#### [What you are asked to do]
According to the blog post, in which month were the writer and the writer's OH due to take a pregnancy test?

======== Document text ========

I haven’t blogged for over a month, which is stupid really as I love blogging. My “Real Life” blog ie the blog most real life people know about is full of posts, mainly me moaning but still it’s full of posts. I have been avoiding blogging as I took a bit of a knock. Even being pessimistic didn’t prepare me. Regular readers (of my two post backlog) will know my OH & I were due to take a pregnancy test in November. It is is now January 2014. I think that combined with the fact I have said I took a bit of a knock means you can probably guess what happened. You’d be wrong though, well right in some aspects as we are not having a baby, but wrong in thinking I wasn’t pregnant. I took a home pregnancy test (HPT) a few days before I was supposed to.

======== Provided information ========

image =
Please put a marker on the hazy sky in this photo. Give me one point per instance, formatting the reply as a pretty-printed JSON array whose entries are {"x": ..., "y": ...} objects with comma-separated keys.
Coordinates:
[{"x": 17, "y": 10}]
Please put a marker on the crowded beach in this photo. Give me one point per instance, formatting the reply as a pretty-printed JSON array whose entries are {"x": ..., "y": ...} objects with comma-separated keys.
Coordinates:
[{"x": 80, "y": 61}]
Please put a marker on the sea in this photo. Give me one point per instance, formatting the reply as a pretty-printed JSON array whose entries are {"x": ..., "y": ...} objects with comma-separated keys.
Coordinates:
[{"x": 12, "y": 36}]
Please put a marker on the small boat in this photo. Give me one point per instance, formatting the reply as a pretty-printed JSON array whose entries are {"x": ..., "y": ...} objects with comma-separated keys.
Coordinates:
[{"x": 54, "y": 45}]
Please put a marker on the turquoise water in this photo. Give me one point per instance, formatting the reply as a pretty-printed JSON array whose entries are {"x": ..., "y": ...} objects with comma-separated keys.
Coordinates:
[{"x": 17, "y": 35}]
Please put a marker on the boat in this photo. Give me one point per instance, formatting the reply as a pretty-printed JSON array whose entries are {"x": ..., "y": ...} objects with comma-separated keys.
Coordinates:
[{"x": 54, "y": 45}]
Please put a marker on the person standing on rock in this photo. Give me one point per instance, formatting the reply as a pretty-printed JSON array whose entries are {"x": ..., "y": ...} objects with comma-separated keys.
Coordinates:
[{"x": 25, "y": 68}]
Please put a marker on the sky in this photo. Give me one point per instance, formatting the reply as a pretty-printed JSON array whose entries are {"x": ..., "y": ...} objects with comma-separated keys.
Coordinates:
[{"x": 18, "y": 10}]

========

#### [Output of the task]
November